# WORK INSTRUCTIONS
Everything in the listing below from the line containing "positive clicks: (96, 431) (74, 435)" through the line containing "box: [877, 193, 889, 342]" must be repeated exactly; the remaining lines are not wanted.

Top of ENTRIES PROVIDED

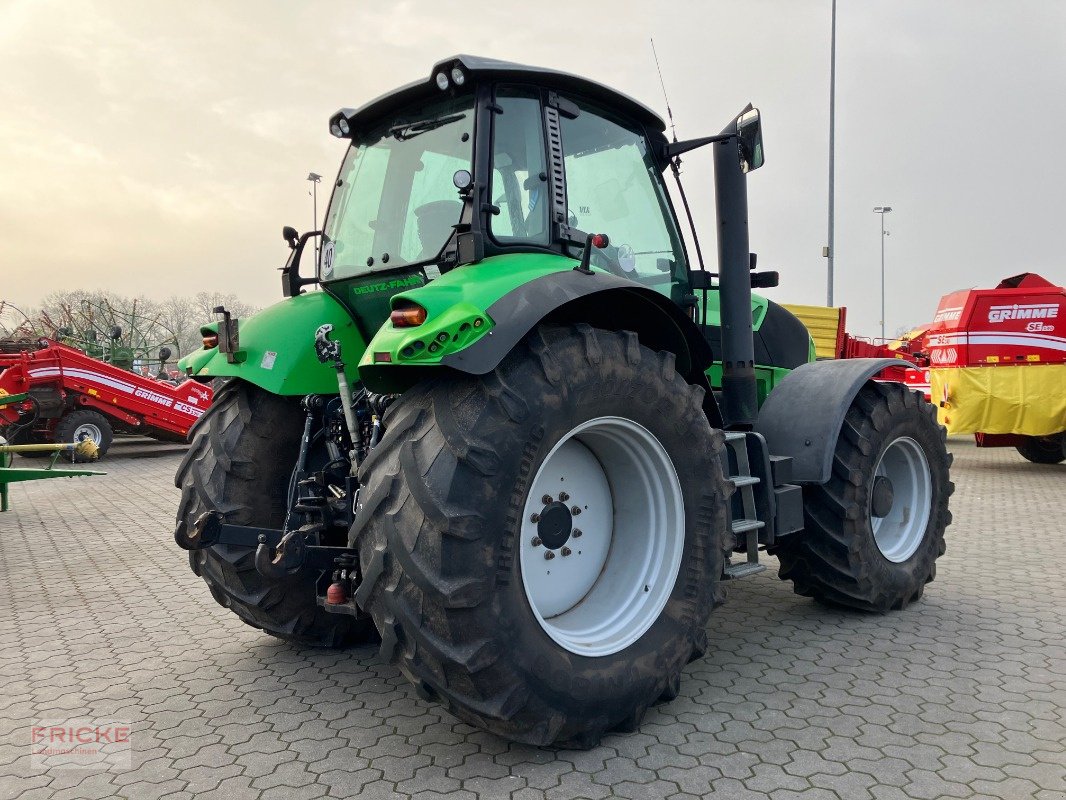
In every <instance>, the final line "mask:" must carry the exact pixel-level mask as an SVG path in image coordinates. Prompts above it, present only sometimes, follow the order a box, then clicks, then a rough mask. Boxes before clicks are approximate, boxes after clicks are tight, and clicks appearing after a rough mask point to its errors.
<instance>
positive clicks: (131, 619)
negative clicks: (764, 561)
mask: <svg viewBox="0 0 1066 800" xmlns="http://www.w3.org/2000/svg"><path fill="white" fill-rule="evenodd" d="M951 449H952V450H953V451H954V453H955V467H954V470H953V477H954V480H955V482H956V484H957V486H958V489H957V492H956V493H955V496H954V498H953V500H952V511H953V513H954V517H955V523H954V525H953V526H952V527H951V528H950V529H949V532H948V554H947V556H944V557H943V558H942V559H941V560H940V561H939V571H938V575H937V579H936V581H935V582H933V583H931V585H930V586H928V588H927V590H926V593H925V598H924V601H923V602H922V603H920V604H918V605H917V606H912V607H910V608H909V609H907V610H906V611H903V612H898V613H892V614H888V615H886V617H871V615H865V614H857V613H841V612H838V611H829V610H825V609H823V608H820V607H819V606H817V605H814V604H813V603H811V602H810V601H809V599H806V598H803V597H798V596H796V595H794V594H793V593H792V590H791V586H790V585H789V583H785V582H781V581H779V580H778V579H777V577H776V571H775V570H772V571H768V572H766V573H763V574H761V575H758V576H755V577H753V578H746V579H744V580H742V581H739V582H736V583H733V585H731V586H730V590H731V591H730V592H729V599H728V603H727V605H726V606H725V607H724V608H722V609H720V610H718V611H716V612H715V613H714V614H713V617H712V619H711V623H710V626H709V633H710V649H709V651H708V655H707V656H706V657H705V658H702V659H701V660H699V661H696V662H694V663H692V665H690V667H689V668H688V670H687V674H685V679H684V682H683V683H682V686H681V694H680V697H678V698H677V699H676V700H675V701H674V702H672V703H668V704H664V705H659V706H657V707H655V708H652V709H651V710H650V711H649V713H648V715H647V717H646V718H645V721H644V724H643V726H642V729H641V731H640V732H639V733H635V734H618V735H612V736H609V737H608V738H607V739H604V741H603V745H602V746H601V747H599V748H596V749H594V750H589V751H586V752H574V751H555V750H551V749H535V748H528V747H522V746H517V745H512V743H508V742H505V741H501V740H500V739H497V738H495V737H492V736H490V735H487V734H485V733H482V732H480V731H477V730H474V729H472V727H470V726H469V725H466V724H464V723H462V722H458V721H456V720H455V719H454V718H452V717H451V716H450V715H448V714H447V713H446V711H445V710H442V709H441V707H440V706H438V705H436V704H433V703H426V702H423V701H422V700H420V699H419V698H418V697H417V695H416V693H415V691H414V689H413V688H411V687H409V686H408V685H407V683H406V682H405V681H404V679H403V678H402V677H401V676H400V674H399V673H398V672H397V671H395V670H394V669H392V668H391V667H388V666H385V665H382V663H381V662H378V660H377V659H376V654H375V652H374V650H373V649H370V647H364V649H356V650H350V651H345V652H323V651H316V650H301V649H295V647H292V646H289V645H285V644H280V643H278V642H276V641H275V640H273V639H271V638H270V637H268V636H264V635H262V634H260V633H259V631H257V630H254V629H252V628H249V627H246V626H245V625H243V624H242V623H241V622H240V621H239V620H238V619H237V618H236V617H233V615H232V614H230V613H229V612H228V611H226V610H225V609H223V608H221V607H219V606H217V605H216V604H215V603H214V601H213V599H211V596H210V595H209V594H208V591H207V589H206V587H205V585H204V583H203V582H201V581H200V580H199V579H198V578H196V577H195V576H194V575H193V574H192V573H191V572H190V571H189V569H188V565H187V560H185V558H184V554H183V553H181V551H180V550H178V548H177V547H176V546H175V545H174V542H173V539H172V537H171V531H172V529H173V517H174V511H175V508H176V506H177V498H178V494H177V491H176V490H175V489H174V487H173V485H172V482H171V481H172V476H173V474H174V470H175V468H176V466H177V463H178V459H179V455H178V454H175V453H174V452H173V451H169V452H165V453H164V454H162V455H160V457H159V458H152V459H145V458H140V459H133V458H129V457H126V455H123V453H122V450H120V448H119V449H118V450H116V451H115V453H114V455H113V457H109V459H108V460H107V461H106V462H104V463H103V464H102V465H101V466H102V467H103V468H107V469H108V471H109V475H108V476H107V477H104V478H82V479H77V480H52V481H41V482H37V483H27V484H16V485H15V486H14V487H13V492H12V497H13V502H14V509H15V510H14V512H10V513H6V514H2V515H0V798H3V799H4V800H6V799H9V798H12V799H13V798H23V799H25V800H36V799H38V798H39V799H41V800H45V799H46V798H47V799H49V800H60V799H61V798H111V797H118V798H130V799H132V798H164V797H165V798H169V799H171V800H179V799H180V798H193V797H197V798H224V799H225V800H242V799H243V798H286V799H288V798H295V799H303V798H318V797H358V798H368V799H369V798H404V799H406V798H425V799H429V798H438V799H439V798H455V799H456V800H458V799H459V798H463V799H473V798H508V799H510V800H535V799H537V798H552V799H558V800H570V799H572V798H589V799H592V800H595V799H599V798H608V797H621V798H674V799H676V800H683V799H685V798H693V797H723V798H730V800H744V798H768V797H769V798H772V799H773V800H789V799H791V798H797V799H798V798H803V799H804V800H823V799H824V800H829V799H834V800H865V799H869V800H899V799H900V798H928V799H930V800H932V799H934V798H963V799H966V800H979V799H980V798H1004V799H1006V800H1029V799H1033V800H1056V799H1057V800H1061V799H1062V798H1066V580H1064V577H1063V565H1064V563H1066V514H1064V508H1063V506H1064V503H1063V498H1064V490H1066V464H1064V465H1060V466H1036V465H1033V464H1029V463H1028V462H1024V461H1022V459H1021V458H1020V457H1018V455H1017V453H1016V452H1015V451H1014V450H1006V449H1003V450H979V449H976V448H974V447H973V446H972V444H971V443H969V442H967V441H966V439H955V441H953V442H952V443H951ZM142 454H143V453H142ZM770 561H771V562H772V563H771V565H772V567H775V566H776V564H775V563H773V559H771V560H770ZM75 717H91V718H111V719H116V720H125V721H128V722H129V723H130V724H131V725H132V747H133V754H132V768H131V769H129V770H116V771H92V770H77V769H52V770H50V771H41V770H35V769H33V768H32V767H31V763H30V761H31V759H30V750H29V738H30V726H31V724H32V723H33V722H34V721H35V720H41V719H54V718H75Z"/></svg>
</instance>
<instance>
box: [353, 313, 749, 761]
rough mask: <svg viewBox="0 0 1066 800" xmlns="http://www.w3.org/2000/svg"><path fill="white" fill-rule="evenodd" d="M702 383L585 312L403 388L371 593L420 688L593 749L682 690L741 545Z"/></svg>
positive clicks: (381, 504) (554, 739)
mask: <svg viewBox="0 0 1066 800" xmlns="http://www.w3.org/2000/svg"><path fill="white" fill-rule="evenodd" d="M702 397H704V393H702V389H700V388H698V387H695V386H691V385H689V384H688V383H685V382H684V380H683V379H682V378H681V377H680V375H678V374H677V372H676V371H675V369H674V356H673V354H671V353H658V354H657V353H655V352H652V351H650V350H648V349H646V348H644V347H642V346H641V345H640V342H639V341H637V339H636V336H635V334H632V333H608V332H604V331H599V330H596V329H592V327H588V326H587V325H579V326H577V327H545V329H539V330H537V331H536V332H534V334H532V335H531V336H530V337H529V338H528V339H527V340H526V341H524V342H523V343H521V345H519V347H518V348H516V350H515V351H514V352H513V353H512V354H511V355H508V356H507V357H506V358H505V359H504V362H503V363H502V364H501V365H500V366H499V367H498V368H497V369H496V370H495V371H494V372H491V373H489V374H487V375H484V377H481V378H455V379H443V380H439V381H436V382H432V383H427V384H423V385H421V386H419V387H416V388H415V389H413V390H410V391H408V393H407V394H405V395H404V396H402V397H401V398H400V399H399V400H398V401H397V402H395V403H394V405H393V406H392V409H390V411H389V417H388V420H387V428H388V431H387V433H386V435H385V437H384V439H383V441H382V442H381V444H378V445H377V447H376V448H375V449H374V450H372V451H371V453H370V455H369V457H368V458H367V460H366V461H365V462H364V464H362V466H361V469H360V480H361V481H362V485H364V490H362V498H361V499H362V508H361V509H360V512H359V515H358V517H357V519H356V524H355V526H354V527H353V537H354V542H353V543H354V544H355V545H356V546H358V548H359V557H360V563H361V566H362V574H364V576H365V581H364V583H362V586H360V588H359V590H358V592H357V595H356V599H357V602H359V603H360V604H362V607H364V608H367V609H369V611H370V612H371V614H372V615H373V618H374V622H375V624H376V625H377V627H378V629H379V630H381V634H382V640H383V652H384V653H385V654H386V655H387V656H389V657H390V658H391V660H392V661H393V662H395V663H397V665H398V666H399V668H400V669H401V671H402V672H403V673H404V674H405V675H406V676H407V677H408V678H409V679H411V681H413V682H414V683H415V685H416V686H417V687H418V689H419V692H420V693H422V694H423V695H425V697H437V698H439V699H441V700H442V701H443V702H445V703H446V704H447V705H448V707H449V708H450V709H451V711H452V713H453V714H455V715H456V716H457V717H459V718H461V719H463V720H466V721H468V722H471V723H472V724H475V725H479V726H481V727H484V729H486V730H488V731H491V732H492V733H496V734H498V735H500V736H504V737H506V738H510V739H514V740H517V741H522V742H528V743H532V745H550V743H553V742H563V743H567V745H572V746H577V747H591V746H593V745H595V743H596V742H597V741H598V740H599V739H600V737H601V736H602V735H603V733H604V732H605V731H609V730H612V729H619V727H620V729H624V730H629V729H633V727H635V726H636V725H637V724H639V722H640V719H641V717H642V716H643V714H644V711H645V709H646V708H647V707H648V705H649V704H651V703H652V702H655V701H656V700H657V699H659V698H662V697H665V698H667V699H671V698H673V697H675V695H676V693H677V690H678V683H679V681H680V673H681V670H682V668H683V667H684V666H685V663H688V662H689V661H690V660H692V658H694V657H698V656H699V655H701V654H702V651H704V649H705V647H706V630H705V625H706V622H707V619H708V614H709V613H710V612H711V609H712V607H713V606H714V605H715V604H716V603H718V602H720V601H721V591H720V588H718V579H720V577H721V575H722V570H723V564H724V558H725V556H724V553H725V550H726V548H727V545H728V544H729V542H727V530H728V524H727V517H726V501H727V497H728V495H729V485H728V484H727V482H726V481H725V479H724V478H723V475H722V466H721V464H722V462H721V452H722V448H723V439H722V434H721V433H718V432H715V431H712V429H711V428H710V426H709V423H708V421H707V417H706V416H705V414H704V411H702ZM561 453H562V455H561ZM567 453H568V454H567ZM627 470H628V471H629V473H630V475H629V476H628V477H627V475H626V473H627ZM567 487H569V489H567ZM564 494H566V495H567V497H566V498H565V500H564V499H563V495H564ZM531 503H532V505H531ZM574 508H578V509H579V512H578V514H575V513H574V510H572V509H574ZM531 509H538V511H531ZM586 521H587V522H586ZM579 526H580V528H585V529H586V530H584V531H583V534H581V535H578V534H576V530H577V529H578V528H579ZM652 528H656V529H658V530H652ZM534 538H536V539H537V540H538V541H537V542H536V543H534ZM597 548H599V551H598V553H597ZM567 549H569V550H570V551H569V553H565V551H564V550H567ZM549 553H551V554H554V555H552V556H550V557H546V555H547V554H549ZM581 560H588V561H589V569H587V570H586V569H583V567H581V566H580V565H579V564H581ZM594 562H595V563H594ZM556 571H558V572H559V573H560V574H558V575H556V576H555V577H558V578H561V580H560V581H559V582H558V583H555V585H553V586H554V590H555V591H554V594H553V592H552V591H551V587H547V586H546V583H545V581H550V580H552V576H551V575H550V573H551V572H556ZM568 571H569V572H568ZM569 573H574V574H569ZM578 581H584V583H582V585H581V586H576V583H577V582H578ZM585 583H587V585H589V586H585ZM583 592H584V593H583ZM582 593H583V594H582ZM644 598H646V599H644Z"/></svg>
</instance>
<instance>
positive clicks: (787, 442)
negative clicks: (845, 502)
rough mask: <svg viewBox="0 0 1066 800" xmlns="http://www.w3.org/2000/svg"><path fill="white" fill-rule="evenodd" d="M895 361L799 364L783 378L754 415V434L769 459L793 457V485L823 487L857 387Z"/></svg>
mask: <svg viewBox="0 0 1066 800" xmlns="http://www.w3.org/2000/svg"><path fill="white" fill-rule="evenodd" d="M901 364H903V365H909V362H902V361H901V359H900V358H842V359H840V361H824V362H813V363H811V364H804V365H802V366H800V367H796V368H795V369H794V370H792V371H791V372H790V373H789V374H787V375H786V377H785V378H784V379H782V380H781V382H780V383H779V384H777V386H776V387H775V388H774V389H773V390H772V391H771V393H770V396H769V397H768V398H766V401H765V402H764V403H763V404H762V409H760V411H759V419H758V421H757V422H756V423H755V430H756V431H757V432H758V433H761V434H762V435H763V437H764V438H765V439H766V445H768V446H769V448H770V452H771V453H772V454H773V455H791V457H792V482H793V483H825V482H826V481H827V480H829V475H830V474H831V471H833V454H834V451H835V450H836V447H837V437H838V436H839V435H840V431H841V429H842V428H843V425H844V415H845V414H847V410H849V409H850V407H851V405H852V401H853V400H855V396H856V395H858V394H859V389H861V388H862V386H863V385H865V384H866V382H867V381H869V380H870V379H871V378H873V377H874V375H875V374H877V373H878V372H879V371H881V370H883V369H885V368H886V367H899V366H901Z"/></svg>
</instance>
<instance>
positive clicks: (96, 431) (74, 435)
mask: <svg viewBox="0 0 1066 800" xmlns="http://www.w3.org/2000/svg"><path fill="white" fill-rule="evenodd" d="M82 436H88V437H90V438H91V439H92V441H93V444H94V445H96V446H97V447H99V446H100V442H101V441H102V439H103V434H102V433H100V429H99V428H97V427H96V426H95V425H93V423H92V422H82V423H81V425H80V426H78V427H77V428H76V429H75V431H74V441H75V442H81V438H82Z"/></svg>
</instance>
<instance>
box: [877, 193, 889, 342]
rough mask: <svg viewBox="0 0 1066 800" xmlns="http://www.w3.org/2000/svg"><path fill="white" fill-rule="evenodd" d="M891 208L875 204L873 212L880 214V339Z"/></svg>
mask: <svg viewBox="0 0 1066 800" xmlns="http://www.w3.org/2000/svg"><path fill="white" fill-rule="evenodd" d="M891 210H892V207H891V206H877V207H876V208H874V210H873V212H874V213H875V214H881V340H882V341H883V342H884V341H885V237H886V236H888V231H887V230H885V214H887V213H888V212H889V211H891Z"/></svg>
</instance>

Bottom of ENTRIES PROVIDED
Top of ENTRIES PROVIDED

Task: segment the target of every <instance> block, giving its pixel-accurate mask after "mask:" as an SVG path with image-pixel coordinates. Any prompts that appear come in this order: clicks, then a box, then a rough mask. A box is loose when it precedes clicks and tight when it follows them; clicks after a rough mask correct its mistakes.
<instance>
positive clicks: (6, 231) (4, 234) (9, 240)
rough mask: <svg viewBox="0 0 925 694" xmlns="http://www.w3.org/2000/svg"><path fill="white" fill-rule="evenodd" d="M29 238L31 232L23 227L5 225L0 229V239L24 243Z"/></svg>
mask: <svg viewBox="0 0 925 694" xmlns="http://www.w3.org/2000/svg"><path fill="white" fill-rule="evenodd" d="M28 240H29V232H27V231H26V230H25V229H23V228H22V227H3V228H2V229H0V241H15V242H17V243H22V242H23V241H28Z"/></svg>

Bottom of ENTRIES PROVIDED

# EXERCISE ANSWER
positive clicks: (96, 431) (74, 435)
mask: <svg viewBox="0 0 1066 800" xmlns="http://www.w3.org/2000/svg"><path fill="white" fill-rule="evenodd" d="M82 436H88V437H90V438H91V439H92V441H93V444H94V445H96V446H97V447H99V446H100V442H101V441H102V439H103V434H102V433H100V429H99V428H97V427H96V426H95V425H93V423H92V422H82V423H81V425H80V426H78V427H77V428H76V429H75V431H74V441H75V442H81V438H82Z"/></svg>
</instance>
<instance>
box: [877, 193, 889, 342]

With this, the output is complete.